— start Text block —

Didn’t sleep well last night. It’s 9 a.m. and I’ve got awful bags under my eyes. I’m guessing it might have been the post-adrenaline rush after having played (and won!) two intense softball games in a row yesterday or my downing one too many cups of Chinese tea during dinner with the Anointed softball team. Today’s my writing day, however, and I was determined to get up to write whether I got sleep or not—so here I am.
On my writing days, my condo often ends up very clean after a few hours of “writing.” Every time I face writer’s block, I get up to do something that’s “equally” as productive so I don’t feel guilty about getting out of the chair (in explaining the reason for their success, writers have often said, “by keeping your rear end on the chair”). By the time Lee is home, the condo’s thoroughly vacuumed, the dishes washed, toilets cleaned, shower and sinks scrubbed, and the furniture dusted. This morning, imagining heading to the computer, I wound up tossing dirty clothes into the hamper and picking up the vacuum cleaner—I had to stop myself and march myself here. “You can clean if you can churn out one or two pages first,” I say to myself.
Early this year I picked up Andre Dubus’ Selected Stories. After reading “A Father’s Story” I fell in love with his writing. His characters are so real and his writing so lyrical—I am so impressed by how much he makes me feel in one sitting. I am currently reading his book of personal essays entitled, Meditations from a Movable Chair. In 1986, while walking along the road, a car had hit him and he ended up losing both his legs. In some of his essays he describes the pain of his loss in a compelling and vivid way—one of the most moving descriptions was his attempt in making a sandwich for his kids while being restricted to a wheelchair. Each movement, each swivel was trying—and in reading about his pain, I realized how much of that was portrayed in the character of Luke Ripley in “A Father’s Story.” Here is an excerpt from the short story:
“It is not hard to live through a day, if you can live through a moment. What creates despair is the imagination, which pretends there is a future, and insists on predicting millions of moments, thousands of days, and so drains you that you cannot live the moment at hand.”

— end Text block —
— start Given data —

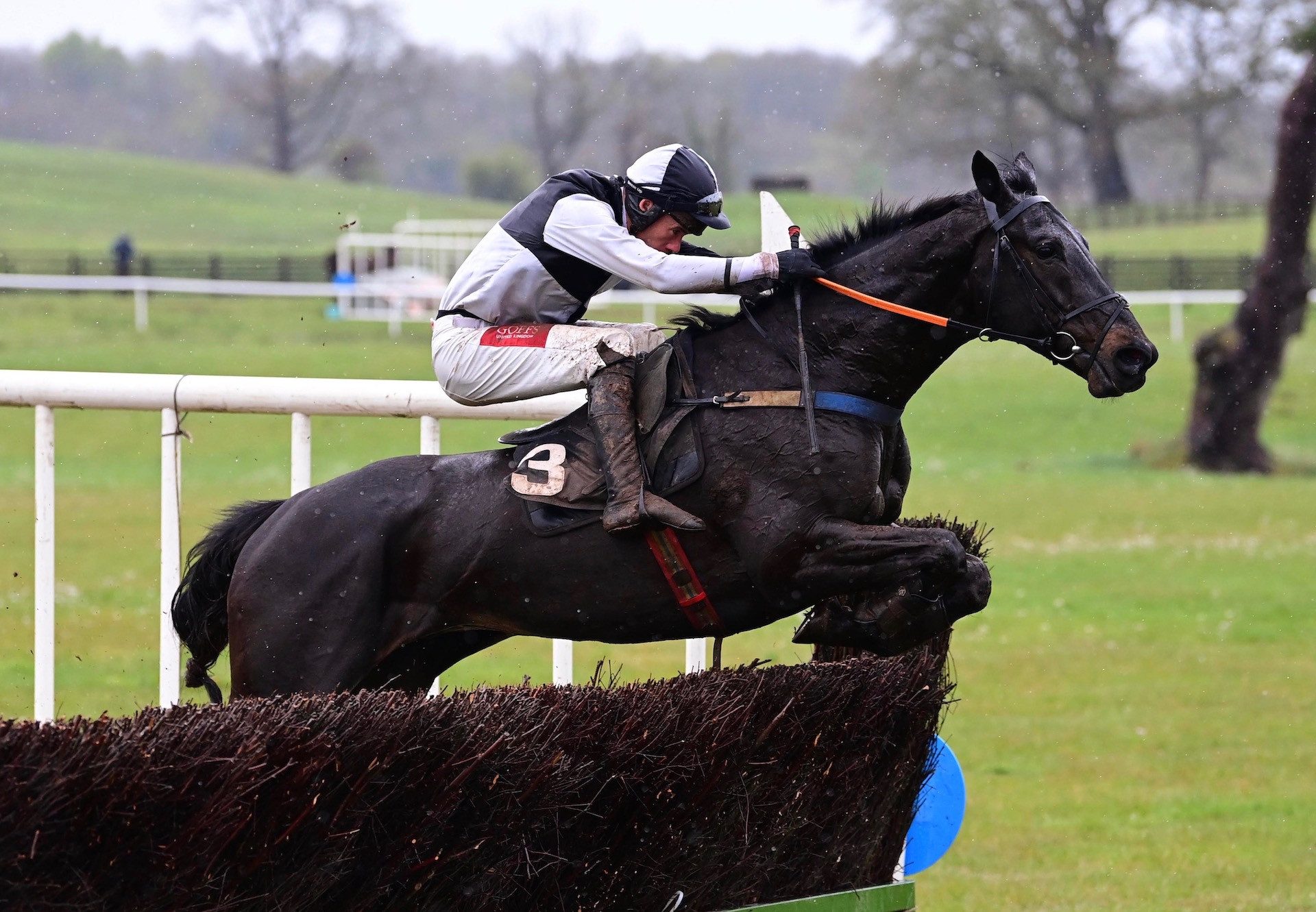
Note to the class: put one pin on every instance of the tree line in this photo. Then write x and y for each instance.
(1114, 100)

— end Given data —

Request
From the writing-day journal entry, copy word for word the passage starting with "Didn’t sleep well" and going on through "not—so here I am.".

Finished answer
Didn’t sleep well last night. It’s 9 a.m. and I’ve got awful bags under my eyes. I’m guessing it might have been the post-adrenaline rush after having played (and won!) two intense softball games in a row yesterday or my downing one too many cups of Chinese tea during dinner with the Anointed softball team. Today’s my writing day, however, and I was determined to get up to write whether I got sleep or not—so here I am.